Written request A: Translate into Spanish this sentence from the article on Khirbet Qeiyafa: "A number of olive pits were excavated from Khirbet Qeiyafa and carbon-14 dated."

Selection:
######
Khirbet Qeiyafa is an extremely unique site in Israel. Unlike most of the other ancient Israelite cities that have been excavated, this fortress site is relatively “easy” for archaeologists. This is because it only briefly functioned as a city and has only one principle layer of settlement (contrasted against Megiddo’s 26, for example). It has only one layer of destruction. Everything on the site, essentially, is from the same time frame (aside from some much later and less-extensive additions).
Let’s establish one thing from the start: Khirbet Qeiyafa has not definitively been linked with a specific city in the Bible (hence the commonly used Arabic name). A few options are on the table, as this article will describe. However, this special site, inhabited for only a short number of decades, does go a long way in establishing the context of the earliest (and much debated) years of the kingdom of Israel, during the time of King David himself.
Philistine or Israelite?
Khirbet Qeiyafa is a large fortified hill mound about 32 kilometers southwest of Jerusalem. It stood directly between the geographic boundaries of Israelite and Philistine land, overlooking the Elah Valley, where the battle between David and Goliath occurred (1 Samuel 17:2). This fortress was established in a contested area. Who did it belong to: the Philistines, the Israelites or another culture?
Attempting to prove the ownership of this fortress has yielded some interesting information. Biblical minimalists claim that, at the time this structure was built, Israel was too small and without a centralized government and therefore incapable of establishing such a monumental fortress. They assert that Khirbet Qeiyafa must have been built by Philistines or some other culture—but certainly not Israel. Bible traditionalists accept the biblical and historical view, and believe Israel was capable of building a structure such as this and that the remaining question is whether this site served the Israelites or the Philistines.
Archaeological excavations at the site, led by Prof. Yosef Garfinkel from 2007 to 2013, have revealed thousands of animal bones within Khirbet Qeiyafa. After the bones returned from analysis, an interesting revelation emerged: None of them were from pigs. In Philistine and Canaanite cities, pig bones are commonly found—pigs were used as food and probably as sacrifices as well. In this aspect, Khirbet Qeiyafa stands apart—and parallels Judahite sites, where little to no pig remains are found.
Linguistic evidence of the site’s residents included a large pottery sherd, or ostracon, covered in ancient script that can be identified as an early Hebrew precursor. Structural evidence includes the fact that houses at Khirbet Qeiyafa were built abutting the city wall in what is known as a casemate plan, not found in Philistine or Canaanite cities, but unique to Judahite cities. The site also has no central location of cult worship. Other artifact-based evidence includes the lack of idols present at the site—graven images are common to Philistine and Canaanite cities.
A number of olive pits were excavated from Khirbet Qeiyafa and carbon-14 dated. The analysis returned a date range of circa 1020 to 980 b.c.e., directly within the biblical chronology of kings Saul and David. (Roughly, Saul’s reign can be identified from 1050 to 1010 b.c.e., David’s from 1010 to 970 b.c.e., and Solomon’s from 970 to 930 b.c.e.)
The majority of collective evidence at Khirbet Qeiyafa, then, points to it being a Judahite site.
Dating to King David?
######
Stored data:
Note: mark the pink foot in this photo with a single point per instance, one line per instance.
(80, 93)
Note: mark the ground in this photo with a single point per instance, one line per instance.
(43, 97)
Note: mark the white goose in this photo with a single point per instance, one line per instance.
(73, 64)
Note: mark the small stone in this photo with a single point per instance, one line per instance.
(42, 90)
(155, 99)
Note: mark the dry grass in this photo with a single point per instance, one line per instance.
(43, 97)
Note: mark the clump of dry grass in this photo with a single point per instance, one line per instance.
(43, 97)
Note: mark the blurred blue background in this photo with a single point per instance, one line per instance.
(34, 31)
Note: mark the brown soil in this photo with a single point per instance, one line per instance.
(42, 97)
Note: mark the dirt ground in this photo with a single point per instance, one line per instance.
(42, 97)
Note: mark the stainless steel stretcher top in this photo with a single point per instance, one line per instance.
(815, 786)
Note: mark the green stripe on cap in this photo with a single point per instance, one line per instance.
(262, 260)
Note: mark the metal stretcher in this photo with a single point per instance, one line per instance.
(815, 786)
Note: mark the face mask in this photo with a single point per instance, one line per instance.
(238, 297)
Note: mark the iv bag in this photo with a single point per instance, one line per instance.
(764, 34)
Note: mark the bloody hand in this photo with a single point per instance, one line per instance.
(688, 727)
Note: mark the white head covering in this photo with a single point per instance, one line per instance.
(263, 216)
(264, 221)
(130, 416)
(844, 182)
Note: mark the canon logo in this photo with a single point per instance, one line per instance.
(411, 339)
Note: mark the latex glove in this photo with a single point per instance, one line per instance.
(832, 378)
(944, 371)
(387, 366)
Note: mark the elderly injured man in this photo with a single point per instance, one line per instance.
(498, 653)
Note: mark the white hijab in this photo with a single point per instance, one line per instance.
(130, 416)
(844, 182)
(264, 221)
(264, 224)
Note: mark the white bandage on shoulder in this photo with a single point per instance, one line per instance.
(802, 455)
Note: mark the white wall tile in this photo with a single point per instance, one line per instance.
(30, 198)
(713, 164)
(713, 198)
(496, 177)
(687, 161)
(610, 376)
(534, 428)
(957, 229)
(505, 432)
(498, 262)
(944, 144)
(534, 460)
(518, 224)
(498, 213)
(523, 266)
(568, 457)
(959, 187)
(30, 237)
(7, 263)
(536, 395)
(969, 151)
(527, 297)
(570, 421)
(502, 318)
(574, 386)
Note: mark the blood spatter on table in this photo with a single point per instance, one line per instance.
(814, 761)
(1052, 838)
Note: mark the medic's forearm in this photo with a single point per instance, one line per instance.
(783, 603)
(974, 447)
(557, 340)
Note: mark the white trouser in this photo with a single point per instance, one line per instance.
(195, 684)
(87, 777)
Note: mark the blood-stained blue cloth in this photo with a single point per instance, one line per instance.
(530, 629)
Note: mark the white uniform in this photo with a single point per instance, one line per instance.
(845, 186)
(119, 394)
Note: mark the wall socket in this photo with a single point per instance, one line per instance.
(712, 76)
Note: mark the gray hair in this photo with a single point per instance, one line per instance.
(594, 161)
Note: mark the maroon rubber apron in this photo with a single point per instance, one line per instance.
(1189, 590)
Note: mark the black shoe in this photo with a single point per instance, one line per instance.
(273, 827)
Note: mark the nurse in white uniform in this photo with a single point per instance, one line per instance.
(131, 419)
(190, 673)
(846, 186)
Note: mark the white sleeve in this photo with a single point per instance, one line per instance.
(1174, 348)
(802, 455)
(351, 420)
######
Written request B: State how many lines of the rows contain the word "blue". Give only the number.

Exercise response A: Se excavaron varios huesos de aceituna en Khirbet Qeiyafa y se dataron mediante carbono 14.

Exercise response B: 2